Print out every record exactly as it appears.

--- Recorded data ---

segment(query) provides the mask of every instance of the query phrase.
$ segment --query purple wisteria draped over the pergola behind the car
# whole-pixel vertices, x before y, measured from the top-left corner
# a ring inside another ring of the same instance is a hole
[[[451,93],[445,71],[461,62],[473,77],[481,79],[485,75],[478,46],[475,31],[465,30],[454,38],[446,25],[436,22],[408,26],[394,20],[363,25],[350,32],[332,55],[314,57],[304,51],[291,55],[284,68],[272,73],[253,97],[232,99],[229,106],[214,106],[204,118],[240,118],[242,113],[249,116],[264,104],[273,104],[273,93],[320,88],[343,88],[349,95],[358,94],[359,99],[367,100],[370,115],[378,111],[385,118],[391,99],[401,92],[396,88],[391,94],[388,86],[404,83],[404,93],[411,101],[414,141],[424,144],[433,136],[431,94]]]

---

Your response:
segment(query) provides the mask of every instance of the query phrase.
$ segment --query purple wisteria draped over the pergola behind the car
# whole-pixel vertices, x before y, measured from the top-left corner
# a ring inside another ring of the same instance is a hole
[[[451,93],[445,71],[461,62],[473,77],[481,79],[485,75],[478,46],[475,31],[465,30],[454,38],[446,25],[436,22],[408,26],[394,20],[363,25],[350,32],[332,55],[314,57],[304,51],[291,55],[284,68],[272,73],[253,97],[232,99],[229,106],[214,106],[204,118],[240,118],[242,113],[249,116],[264,104],[273,104],[273,93],[320,88],[343,88],[349,95],[358,94],[359,99],[367,100],[370,115],[378,111],[385,118],[391,99],[401,92],[396,88],[391,94],[388,86],[404,83],[404,93],[411,101],[414,141],[424,144],[433,136],[431,94]]]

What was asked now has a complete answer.